### Work item
Reproduce, word for word, the passage of the announcement on community-based ART in Mozambique from "In Mozambique, ART" to "patients on ART.".

### Passage for review

Community-based ART in sub-Saharan Africa: lessons learnt from Community ART Groups in Tete province, Mozambique
16 juni 2017
Antwerp University Hospital (UZA), Auditorium Kinsbergen (route 12) - Wilrijkstraat 10 - 2650 EDEGEM
Prof B. Colebunders & Prof M. Laga
PhD defence Tom Decroo - Faculty of Medicine and Health Sciences
Globally an estimated 36.7 million people are living with HIV (PLHIV). By June 2016, 18.2 million were enrolled on ART. The epidemic is not yet controlled: 2.1 million new infections and 1.1 million deaths were reported in 2015. Higher levels of ART coverage are needed to control HIV transmission and reduce mortality. Therefore, barriers to ART will need to be removed maximally. This is a major challenge, especially in sub-Saharan Africa (SSA), the region with the highest HIV prevalence. This thesis evaluates approaches which aimed at improving accessibility and utilization of the ART programme.
In Mozambique, ART decentralization was slowed down due to a shortage of health care workers and inadequate infrastructure. Moreover, distances remained a major barrier to ART. We learnt that facility-based ART would not suffice to achieve and sustain high levels of ART coverage. High attrition (defined as patients being either death or loss-to-follow-up) rates showed that successful ART provision entailed more than enrolling patients on ART.

[Stored items]
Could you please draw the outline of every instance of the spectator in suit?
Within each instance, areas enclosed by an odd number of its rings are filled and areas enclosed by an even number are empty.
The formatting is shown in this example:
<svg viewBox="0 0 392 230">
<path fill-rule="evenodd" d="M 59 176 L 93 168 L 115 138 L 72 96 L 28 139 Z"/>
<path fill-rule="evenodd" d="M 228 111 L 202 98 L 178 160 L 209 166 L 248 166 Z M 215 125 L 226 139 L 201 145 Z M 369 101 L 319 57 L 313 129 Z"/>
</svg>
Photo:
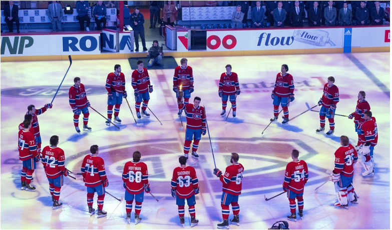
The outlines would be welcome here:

### Answer to the problem
In Mozambique, ART decentralization was slowed down due to a shortage of health care workers and inadequate infrastructure. Moreover, distances remained a major barrier to ART. We learnt that facility-based ART would not suffice to achieve and sustain high levels of ART coverage. High attrition (defined as patients being either death or loss-to-follow-up) rates showed that successful ART provision entailed more than enrolling patients on ART.